TASK DETAILS ->
Turn all of the entries into a two-column CSV with the header text,points and one row per entry. Put each entry's wording and its answer in their own quoted fields, with any line breaks replaced by spaces.

DATA TO USE ->
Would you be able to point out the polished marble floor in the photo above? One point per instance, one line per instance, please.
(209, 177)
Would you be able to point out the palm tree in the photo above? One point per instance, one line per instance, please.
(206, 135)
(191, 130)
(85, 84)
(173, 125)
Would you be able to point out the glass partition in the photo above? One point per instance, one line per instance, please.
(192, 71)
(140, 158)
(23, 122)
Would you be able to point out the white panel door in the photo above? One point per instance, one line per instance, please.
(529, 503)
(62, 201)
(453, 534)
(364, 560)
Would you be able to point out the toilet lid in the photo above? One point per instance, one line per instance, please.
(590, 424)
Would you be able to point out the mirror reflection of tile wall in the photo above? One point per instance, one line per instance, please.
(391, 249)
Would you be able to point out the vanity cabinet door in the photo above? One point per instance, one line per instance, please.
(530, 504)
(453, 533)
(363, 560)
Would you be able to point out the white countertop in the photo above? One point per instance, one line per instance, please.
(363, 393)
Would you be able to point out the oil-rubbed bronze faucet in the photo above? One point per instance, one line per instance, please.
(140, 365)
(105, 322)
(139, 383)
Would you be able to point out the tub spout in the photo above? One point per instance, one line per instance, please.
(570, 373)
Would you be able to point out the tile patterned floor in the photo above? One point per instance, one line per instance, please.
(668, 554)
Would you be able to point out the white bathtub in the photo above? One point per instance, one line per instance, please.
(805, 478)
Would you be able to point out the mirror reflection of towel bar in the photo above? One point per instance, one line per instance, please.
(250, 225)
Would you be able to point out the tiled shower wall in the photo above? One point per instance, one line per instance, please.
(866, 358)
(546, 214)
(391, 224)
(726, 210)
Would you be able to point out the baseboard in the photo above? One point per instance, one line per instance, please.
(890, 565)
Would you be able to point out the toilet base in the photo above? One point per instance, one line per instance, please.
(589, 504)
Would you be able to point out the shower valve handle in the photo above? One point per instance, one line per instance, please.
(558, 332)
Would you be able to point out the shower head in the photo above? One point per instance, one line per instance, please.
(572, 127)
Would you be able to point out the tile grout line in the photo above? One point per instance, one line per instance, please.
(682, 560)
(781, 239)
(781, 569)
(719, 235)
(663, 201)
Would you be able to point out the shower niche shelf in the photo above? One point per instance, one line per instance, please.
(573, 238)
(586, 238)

FINISHED TASK ->
text,points
"Would you be able to point out the polished marble floor in the photo above? One point per instance, one line per instance, please.","(209, 177)"
"Would you be able to point out the palm tree in the photo above? One point per instance, one line per instance, please.","(206, 135) (191, 130) (85, 84) (173, 125)"
"Would you be able to point out the glass partition in the photo above? One point per instance, one line per instance, please.","(192, 71) (140, 158) (23, 122)"
"Would you be able to point out the white panel door in the photo above? One point per instance, one line per instance, please.","(529, 503) (62, 201) (453, 534) (364, 560)"
"Would you be able to point out the toilet lid in the photo above? One point per instance, one line per instance, please.","(590, 424)"
"Would you be able to point out the mirror reflection of tile wall in the photo above? One point per instance, one line per instance, please.","(391, 249)"
"Would you be able to point out the vanity cabinet door in the photo above? One point per instance, one line per instance, please.","(530, 504) (453, 533) (363, 560)"
"Would you be able to point out the white countertop in the photo above? One point per instance, one line per instance, please.","(363, 393)"
"Would you be able to point out the oil-rubbed bronze faucet in the photo above? One point per instance, one line per instance, please.","(140, 365) (105, 322) (139, 383)"
"Would you be able to point out the tub spout in the photo above? One point per instance, one line per instance, please.","(570, 373)"
"Would you be able to point out the tile patterned floor in the photo above? One point per instance, one line per instance, please.","(668, 554)"
"Would you be able to point out the white bathtub in the photo above? One point per instance, one line per instance, please.","(805, 478)"
"Would you be able to point out the mirror reflection of towel bar in the photo above? One point per instance, one line per instance, please.","(250, 225)"
"Would you be able to point out the tiled shower wall in the photo above? One point per instance, one line per instance, please.","(866, 358) (546, 214) (391, 224) (726, 210)"
"Would you be able to point out the baseboard in the photo above? One point per instance, one line per instance, please.","(890, 565)"
"Would you be able to point out the toilet base in the photo above? One point per instance, one line per instance, please.","(589, 504)"
"Would you be able to point out the shower valve handle in the photo above? One point per instance, one line per instance, please.","(558, 332)"
"Would you be able to point out the shower head in the photo above? One point per instance, one line per instance, please.","(572, 127)"
"Would you be able to point out the tile grout line in the photo above? One point per instance, one line per instance, please.","(682, 560) (781, 239) (781, 569) (719, 235) (663, 201)"
"Would you be able to point out the shower niche shelf in the photo above? One point per instance, one line per instance, please.","(573, 238) (586, 238)"